## GIVEN TASK:
Could you convert the rows below into a numbered list, one line per item, skipping any blank lines? Leave the pictures out of your answer.

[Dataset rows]
--*--
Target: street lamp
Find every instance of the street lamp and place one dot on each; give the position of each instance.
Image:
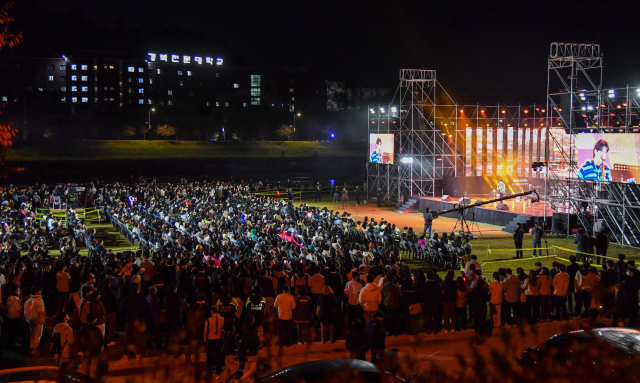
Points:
(294, 121)
(150, 110)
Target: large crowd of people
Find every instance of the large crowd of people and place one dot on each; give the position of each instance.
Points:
(222, 268)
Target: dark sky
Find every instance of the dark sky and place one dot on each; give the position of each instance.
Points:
(485, 52)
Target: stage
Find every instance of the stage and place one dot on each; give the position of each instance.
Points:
(521, 210)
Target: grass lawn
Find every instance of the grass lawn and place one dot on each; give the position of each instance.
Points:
(136, 149)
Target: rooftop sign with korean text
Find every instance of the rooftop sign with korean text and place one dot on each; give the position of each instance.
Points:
(184, 59)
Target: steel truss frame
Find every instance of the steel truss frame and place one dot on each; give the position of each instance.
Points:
(423, 120)
(574, 82)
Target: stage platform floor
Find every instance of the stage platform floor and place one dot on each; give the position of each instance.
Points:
(519, 206)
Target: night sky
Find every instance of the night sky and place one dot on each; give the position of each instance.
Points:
(486, 52)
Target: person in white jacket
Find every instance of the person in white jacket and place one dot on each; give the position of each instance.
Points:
(35, 314)
(370, 298)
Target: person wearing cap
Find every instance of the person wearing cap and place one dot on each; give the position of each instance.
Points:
(35, 314)
(377, 336)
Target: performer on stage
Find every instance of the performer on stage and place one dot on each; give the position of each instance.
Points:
(501, 188)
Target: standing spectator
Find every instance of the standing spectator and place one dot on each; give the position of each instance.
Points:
(518, 237)
(572, 269)
(511, 297)
(352, 291)
(544, 291)
(249, 345)
(560, 287)
(602, 245)
(108, 298)
(428, 222)
(90, 340)
(302, 314)
(156, 317)
(531, 289)
(256, 308)
(462, 302)
(230, 344)
(66, 340)
(391, 296)
(213, 338)
(36, 315)
(285, 303)
(584, 283)
(62, 286)
(537, 233)
(357, 342)
(449, 295)
(432, 298)
(327, 313)
(377, 336)
(134, 308)
(478, 299)
(582, 244)
(370, 299)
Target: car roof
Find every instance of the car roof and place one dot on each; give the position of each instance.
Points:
--*--
## RESPONSE:
1. Target: street lamp
2. Find every instance of the street lamp and place one dot on each; give the position of each instance.
3. Image:
4. Points:
5. (294, 121)
6. (150, 110)
7. Target: large crowd of people
8. Find every instance of the large crowd of people and place one dot on each; give the position of each instance.
9. Points:
10. (222, 268)
11. Target: dark sky
12. Find every instance of the dark sky and place one dot on each; give the position of each instance.
13. Points:
14. (485, 52)
15. Target: stage
16. Find every instance of the stage and place one dot on each; give the position of each instance.
17. Points:
18. (521, 210)
19. Target: grass lawn
20. Find every instance of the grass lawn and place one dot on each; give the position of each instance.
21. Points:
22. (136, 149)
23. Target: rooftop sign with korean text
24. Find every instance of the rooftop sign with korean text and place one dot on each; give the position of each instance.
25. Points:
26. (184, 59)
27. Target: steel truss frame
28. Find every instance of the steel truss frame and place one dot on each; give the position of each instance.
29. Points:
30. (423, 120)
31. (574, 82)
32. Target: stage platform floor
33. Find every instance of the stage platform floor and place one dot on each; give the position of each instance.
34. Points:
35. (519, 206)
36. Target: night sky
37. Find every instance of the night sky and place one dot on each; give the position of each instance.
38. Points:
39. (486, 52)
40. Target: person in white jacket
41. Find every instance of the person in white jacket and place one dot on each; give the position of each instance.
42. Points:
43. (35, 314)
44. (370, 298)
45. Target: person wearing cap
46. Find every instance of the person wearing cap and place one dot on each; give the position of each instance.
47. Points:
48. (35, 314)
49. (377, 336)
50. Target: performer on stage
51. Find every instance of the performer on stage and place one dot on each; give the position of each instance.
52. Points:
53. (501, 188)
54. Target: standing spectator
55. Find every instance of the standing spectator and place one dot on each; give the position of each instance.
56. Points:
57. (518, 237)
58. (572, 269)
59. (511, 297)
60. (352, 291)
61. (544, 291)
62. (249, 345)
63. (560, 287)
64. (602, 245)
65. (108, 298)
66. (428, 222)
67. (90, 340)
68. (302, 314)
69. (156, 317)
70. (531, 289)
71. (256, 308)
72. (462, 302)
73. (230, 344)
74. (66, 340)
75. (391, 296)
76. (213, 338)
77. (36, 315)
78. (285, 303)
79. (584, 283)
80. (62, 286)
81. (537, 233)
82. (357, 342)
83. (449, 295)
84. (432, 298)
85. (327, 313)
86. (377, 336)
87. (134, 308)
88. (478, 299)
89. (582, 244)
90. (370, 299)
91. Target: car roof
92. Find every instance of the car roof and place one dot on each; give the position of each instance.
93. Points:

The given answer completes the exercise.